**WHAT NEEDS TO BE DONE:** Please rewrite only the lines of the records starting with the line that contains "gravel ground. For each occurrence, report its box." and going on through the line that contains "[0,510,474,605]" as a numbered list, leaving out blank lines.
▶
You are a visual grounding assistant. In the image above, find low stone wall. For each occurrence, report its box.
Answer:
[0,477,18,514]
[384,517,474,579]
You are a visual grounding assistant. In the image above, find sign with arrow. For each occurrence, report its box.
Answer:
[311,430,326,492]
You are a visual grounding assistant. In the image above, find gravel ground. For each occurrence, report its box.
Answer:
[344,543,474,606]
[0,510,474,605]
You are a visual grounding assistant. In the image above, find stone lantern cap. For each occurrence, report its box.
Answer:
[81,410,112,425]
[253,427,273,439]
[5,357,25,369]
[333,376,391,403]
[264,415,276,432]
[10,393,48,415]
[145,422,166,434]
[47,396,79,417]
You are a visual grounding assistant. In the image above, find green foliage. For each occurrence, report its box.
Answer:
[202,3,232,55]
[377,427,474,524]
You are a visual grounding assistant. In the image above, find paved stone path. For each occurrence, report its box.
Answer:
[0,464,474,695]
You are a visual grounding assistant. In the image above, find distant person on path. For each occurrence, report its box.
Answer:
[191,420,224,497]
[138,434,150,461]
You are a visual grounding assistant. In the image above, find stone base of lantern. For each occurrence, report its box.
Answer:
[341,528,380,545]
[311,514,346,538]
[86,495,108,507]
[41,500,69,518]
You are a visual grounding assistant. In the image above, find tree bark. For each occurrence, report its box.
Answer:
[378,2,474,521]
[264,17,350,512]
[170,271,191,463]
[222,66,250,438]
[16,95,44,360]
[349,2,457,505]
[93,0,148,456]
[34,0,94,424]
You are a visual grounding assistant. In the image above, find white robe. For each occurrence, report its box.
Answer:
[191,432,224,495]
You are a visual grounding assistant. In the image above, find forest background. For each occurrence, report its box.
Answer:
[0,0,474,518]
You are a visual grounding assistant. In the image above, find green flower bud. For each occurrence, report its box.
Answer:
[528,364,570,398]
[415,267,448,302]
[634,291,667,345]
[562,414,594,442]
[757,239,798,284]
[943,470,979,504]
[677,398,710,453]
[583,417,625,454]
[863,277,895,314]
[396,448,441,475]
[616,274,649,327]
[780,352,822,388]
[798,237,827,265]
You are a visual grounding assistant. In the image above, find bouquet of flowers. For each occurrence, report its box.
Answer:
◀
**RESPONSE TO THE TASK:**
1. You are a visual grounding assistant. In the image above, find gravel ground. For each occurrence, report its box.
2. Answer:
3. [344,543,474,606]
4. [0,510,474,605]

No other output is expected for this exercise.